▶ _Your tasks_:
(a) In the court opinion excerpt, for roughly how long had Dr. Dron treated Estrella?
(b) Retype word for word the portion of the court opinion excerpt that begins at the words "Estrella principally challenges", and stop after "rule. We agree.".

Estrella principally challenges the ALJ's handling of her treating psychiatrist's opinion. In October 2013, Dr. Felix Dron submitted a Medical Source Statement to the Office of Disability Adjudication and Review in which he opined that Estrella's "poor concentration, forgetful[ness], low stress tolerance, rage outbursts[,] ... depression[,] and anxiety" resulted in "marked" limitations in the areas of making work-related decisions and understanding, remembering, and carrying out detailed instructions. Admin. R. 507–08. Although Dr. Dron had treated Estrella for roughly five years, the ALJ assigned "little weight" to his opinion. Id. at 29. Estrella argues that, in doing so, the ALJ failed to comply with the procedural mandates of the so-called treating physician rule. We agree.

Social Security Administration regulations, as well as our precedent, mandate specific procedures that an ALJ must follow in determining the appropriate weight to assign a treating physician's opinion. First, the ALJ must decide whether the opinion is entitled to controlling weight. "[T]he opinion of a claimant's treating physician as to the nature and severity of [an] impairment is given ‘controlling weight’ so long as it ‘is well-supported by medically acceptable clinical and laboratory diagnostic techniques and is not inconsistent with the other substantial evidence in [the] case record.’ " Burgess , 537 F.3d at 128 (third brackets in original) (quoting 20 C.F.R. § 404.1527(c)(2) ). Second, if the ALJ decides the opinion is not entitled to controlling weight, it must determine how much weight, if any, to give it. In doing so, it must "explicitly consider" the following, nonexclusive " Burgess factors": "(1) the frequen[cy], length, nature, and extent of treatment; (2) the amount of medical evidence supporting the opinion; (3) the consistency of the opinion with the remaining medical evidence; and (4) whether the physician is a specialist." Selian v. Astrue , 708 F.3d 409, 418 (2d Cir. 2013) (per curiam) (citing Burgess , 537 F.3d at 129 (citing 20 C.F.R. § 404.1527(c)(2) )). At both steps, the ALJ must "give good reasons in [its] notice of determination or decision for the weight [it gives the] treating source's [medical] opinion." Halloran v. Barnhart , 362 F.3d 28, 32 (2d Cir. 2004) (per curiam) (quoting 20 C.F.R. § 404.1527(c)(2) ).

▶ _Entries supplied_:
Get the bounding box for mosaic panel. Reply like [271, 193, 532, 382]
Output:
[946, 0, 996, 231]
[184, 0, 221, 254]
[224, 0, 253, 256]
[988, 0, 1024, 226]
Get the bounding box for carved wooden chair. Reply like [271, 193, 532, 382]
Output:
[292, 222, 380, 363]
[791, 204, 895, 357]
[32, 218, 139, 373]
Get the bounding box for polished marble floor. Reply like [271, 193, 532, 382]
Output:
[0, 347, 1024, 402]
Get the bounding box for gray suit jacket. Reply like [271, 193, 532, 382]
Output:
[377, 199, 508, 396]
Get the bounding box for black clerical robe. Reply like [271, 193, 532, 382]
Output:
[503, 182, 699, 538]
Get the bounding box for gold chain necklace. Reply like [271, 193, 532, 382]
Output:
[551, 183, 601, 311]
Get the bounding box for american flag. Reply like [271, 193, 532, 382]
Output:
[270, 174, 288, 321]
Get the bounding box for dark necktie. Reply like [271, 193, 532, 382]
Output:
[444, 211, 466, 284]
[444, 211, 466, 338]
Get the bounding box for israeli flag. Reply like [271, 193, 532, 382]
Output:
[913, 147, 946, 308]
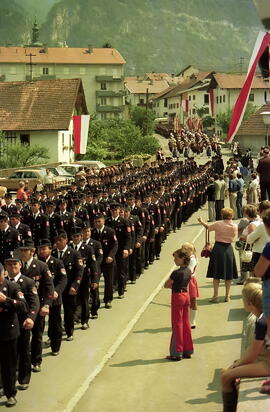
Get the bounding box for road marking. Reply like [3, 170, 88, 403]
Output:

▶ _Written answers_:
(a) Roughly five years.

(b)
Estrella principally challenges the ALJ's handling of her treating psychiatrist's opinion. In October 2013, Dr. Felix Dron submitted a Medical Source Statement to the Office of Disability Adjudication and Review in which he opined that Estrella's "poor concentration, forgetful[ness], low stress tolerance, rage outbursts[,] ... depression[,] and anxiety" resulted in "marked" limitations in the areas of making work-related decisions and understanding, remembering, and carrying out detailed instructions. Admin. R. 507–08. Although Dr. Dron had treated Estrella for roughly five years, the ALJ assigned "little weight" to his opinion. Id. at 29. Estrella argues that, in doing so, the ALJ failed to comply with the procedural mandates of the so-called treating physician rule. We agree.